:: QUESTIONS ::
1) In the text on the Malawi pardon, explain why the writer says the pressure of world opinion must be kept up after the pardon. Use one to three sentences.
2) According to the text on the Malawi pardon, what prison sentence had the couple received?
3) Write what follows the last line of the text on the Malawi pardon.

:: STUDY TEXT ::
>>>>
Good news as far as it goes for civil liberties in Malawi, as their president has (reluctantly) pardoned a same-sex couple, Steven Monjeza and Tiwonge Chimbalanga, whod been sentenced to 14 years of prison for their role in the countrys first recorded public activity for homosexuals.
The pressure of world opinion has obviously had its much-needed effect. But the pressure needs to be kept up until such arrests actually stop happening, rather than merely being undone after the fact.
(The Malawi president who continued to condemn homosexuality as evil even as he was issuing the pardon, explained that homosexuality is unheard of in Malawi, and something we Malawians just do not do which youd think would obviate the need for such laws in Malawi anyway. As well as in Scotland, of course.)
Addendum: The content of the NY Times article I linked to has changed even as I was writing this post; some of the phrasing I quoted has mysteriously been removed.
They’re not actually a same-sex couple. The media’s reporting of their case as though they’re both male suggests to me that the Western media has just as many issues with diversity in sexuality and gender as does Malawian law.
Thanks, I’d missed that point.
If they weren’t both man this wouldn’t be a gay rights issue.
<<<<
:: DATA SHOWN ::
>>>>
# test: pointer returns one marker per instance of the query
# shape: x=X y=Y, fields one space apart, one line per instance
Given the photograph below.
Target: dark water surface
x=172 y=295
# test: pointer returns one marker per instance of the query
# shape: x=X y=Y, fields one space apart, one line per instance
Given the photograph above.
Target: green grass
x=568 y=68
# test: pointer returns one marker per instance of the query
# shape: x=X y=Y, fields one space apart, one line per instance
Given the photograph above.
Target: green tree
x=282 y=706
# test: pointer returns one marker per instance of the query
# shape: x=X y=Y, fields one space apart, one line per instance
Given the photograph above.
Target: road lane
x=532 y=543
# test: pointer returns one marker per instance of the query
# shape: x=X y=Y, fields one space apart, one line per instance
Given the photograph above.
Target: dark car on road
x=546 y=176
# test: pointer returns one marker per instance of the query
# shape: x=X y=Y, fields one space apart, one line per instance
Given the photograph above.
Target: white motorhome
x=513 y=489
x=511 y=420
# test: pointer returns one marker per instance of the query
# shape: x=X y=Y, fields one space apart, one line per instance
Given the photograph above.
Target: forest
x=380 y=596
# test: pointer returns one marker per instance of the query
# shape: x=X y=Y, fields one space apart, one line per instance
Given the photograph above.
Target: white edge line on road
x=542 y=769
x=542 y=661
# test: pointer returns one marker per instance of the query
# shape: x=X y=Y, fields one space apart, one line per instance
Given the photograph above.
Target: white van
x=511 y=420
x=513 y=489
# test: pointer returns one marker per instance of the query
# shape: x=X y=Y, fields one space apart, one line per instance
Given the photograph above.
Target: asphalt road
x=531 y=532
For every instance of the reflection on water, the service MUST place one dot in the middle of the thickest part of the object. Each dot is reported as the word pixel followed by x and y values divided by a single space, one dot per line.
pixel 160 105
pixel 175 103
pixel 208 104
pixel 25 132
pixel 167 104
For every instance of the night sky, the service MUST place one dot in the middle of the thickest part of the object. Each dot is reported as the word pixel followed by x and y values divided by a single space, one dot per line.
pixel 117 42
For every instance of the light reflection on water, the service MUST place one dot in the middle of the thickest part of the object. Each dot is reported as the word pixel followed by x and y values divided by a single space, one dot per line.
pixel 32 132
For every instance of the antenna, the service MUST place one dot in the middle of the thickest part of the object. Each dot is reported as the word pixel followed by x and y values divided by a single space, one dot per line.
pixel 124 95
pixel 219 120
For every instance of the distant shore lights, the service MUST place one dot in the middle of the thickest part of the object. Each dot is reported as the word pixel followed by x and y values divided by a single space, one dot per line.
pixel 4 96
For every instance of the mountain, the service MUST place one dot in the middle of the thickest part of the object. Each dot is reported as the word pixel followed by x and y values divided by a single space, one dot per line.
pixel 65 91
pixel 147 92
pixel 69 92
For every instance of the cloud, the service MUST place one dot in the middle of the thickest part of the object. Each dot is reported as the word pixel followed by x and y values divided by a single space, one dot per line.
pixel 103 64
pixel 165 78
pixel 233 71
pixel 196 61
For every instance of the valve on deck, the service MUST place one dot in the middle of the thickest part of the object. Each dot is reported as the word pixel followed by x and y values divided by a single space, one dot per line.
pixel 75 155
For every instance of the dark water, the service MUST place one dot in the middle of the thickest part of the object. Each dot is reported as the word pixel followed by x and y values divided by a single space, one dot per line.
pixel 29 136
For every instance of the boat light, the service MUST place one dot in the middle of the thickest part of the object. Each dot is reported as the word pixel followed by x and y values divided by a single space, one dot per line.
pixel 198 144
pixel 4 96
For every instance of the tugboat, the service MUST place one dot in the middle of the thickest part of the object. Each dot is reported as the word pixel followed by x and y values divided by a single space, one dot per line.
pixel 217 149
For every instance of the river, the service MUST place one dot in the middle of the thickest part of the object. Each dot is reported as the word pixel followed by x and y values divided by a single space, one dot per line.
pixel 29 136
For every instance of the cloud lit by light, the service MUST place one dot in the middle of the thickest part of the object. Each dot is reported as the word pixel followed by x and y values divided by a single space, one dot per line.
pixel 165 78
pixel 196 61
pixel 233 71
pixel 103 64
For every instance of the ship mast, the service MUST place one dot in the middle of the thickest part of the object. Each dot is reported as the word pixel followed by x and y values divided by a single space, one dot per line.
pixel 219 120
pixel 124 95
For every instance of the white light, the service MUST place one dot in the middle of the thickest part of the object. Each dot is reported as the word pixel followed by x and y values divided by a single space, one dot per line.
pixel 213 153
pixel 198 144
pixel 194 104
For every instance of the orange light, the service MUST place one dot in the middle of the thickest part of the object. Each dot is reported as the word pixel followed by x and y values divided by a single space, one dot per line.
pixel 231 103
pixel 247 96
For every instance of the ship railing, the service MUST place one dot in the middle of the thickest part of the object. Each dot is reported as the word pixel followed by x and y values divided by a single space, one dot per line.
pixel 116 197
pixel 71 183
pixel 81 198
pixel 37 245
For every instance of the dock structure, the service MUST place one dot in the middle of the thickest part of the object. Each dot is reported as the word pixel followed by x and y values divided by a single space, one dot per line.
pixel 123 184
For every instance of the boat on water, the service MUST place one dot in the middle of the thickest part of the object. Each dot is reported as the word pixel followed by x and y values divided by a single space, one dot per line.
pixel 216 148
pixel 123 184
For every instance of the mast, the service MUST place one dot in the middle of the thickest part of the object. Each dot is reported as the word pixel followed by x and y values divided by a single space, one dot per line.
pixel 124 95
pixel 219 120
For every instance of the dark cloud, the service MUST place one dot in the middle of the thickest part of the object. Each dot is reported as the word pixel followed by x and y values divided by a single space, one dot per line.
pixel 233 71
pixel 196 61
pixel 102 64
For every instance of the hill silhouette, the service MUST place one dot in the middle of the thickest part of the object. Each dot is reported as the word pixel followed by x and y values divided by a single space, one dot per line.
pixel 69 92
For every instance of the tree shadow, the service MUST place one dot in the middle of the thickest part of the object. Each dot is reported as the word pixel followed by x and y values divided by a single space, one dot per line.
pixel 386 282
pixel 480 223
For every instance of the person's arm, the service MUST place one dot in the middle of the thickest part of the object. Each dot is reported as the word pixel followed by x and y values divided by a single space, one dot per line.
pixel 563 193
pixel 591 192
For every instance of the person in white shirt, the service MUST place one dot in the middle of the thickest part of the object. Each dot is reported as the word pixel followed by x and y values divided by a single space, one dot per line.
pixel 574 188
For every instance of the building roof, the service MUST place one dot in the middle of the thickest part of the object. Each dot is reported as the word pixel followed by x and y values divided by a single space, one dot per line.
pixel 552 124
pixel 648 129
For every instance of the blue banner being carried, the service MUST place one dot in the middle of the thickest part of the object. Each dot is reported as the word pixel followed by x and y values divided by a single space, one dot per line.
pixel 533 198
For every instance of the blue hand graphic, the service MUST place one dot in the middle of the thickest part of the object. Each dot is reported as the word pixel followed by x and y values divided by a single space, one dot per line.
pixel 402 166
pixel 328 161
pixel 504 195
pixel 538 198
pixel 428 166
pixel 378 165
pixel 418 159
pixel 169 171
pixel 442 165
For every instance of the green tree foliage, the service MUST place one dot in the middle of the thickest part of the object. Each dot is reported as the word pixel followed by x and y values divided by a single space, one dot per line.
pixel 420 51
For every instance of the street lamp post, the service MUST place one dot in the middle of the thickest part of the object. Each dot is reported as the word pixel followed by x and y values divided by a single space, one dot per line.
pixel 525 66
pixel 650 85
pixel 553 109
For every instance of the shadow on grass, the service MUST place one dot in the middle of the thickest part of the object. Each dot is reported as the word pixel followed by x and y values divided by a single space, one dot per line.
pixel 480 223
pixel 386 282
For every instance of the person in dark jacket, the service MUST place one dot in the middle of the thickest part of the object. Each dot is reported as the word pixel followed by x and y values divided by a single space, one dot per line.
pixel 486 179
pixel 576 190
<<<<
>>>>
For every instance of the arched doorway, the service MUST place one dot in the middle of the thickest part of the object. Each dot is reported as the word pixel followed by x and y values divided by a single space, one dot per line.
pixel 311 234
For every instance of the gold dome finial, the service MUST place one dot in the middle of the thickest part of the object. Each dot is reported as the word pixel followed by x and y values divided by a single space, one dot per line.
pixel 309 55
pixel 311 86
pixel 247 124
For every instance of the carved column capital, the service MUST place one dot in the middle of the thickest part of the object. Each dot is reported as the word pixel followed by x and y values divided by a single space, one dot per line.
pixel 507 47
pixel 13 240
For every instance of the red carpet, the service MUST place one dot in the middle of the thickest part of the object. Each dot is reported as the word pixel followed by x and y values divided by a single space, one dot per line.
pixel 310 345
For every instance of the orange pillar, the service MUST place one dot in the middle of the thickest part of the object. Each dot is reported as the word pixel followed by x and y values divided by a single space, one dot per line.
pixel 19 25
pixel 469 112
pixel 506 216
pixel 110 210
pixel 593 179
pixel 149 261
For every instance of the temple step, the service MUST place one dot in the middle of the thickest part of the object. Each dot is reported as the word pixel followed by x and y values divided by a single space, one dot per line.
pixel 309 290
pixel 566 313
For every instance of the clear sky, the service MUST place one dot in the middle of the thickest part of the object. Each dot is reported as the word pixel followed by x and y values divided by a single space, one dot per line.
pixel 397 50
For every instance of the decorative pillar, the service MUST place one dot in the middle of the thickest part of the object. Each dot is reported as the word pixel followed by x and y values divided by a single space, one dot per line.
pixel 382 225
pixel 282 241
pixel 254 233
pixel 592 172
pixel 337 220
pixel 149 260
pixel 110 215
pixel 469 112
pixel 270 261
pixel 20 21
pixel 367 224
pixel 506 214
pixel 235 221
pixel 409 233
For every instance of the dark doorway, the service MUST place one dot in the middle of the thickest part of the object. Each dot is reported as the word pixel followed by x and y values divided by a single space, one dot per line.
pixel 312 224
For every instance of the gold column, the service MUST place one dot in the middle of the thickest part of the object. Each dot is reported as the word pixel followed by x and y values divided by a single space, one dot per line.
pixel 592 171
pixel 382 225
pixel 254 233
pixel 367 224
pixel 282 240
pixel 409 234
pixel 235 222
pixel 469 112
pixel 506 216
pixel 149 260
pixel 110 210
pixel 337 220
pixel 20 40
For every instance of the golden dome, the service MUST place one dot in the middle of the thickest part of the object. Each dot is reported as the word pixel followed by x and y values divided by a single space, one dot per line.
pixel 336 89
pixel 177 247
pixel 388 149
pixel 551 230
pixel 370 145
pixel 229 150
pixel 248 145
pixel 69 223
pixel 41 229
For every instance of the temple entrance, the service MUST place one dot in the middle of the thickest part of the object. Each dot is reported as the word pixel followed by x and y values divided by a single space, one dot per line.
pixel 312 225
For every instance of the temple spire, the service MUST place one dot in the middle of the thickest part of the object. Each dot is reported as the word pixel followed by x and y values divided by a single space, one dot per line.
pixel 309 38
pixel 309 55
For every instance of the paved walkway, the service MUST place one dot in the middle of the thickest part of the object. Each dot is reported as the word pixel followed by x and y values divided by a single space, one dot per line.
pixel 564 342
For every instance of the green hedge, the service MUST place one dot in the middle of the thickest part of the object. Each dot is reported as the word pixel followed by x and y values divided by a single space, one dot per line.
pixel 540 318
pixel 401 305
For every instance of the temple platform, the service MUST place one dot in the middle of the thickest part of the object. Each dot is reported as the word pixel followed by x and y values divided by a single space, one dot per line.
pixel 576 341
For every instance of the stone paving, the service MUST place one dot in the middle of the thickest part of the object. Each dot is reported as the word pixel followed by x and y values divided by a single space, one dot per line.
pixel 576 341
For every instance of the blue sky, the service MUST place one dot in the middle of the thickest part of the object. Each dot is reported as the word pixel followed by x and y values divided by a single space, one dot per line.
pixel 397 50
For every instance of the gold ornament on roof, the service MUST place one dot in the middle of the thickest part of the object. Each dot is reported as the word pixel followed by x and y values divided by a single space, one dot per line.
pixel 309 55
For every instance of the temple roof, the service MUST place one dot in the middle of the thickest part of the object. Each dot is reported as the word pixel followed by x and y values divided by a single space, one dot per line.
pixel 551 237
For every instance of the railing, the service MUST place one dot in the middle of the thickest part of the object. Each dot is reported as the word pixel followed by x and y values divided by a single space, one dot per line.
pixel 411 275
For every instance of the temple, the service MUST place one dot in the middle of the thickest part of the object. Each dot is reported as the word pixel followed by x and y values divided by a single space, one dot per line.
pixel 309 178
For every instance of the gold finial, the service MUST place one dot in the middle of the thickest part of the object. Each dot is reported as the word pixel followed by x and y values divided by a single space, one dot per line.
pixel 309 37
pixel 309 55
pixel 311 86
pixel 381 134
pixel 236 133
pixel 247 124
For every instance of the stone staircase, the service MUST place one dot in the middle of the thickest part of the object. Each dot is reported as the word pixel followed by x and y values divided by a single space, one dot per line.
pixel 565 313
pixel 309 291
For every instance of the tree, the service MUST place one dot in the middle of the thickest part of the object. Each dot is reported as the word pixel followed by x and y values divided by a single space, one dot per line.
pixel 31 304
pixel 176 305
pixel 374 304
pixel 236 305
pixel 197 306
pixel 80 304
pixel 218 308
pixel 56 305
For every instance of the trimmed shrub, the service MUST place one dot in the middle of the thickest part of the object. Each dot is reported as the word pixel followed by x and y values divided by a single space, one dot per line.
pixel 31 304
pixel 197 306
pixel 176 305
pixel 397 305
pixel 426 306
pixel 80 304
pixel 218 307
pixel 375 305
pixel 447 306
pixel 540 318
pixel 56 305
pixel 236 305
<<<<
:: RESPONSES TO THE TASKS ::
1) The pressure must continue until such arrests actually stop happening. Otherwise they will only be undone after the fact.

2) They had been sentenced to 14 years in prison.

3)
I thought that sex referred to the form of one’s body, and that gender referred to the cultural constructs through which notions of sex are enacted. If my understanding is correct they would be a same sex couple but not a same gender couple.
That’s right, although the distinction is controversial (in the sense that it has been taken to overstate the degree to which there is a clear “natural” or “biological” category of sex).
But I doubt that the Malawi government cares much about these distinctions.
— But I’m an ANTI-communist!
— I don’t care what kind of communist you are!
Does the controversy hinge around there being three considerations: chromosomal sex, the form of the body, and the adornment of the body, existing along a sexual continuum?
So it’s not an issue of gay rights if one of them ‘self-identifies’ as a woman?
Well, it’s an issue of LGBT rights in any case.
It’s an issue of the state enforcing heteronormativity on people’s lives – which is not only a gay rights issue, but more generally an issue for anyone in Malawi who doesn’t fit heteronormative notions of gender and sexuality, such as this couple. And when the Western media – including sections of the Western lesbian and gay media – erase the existence of transgendered / intersex people by squeezing a story into simplistic dichotomous notions of gender and sexuality, they are supporting the same categorical structures as the Malawian state, and simply differing on the issue of whether people placed within one part of those structures should be persecuted.
The Ugandan anti-homosexuality law was covered by Current TV this past week.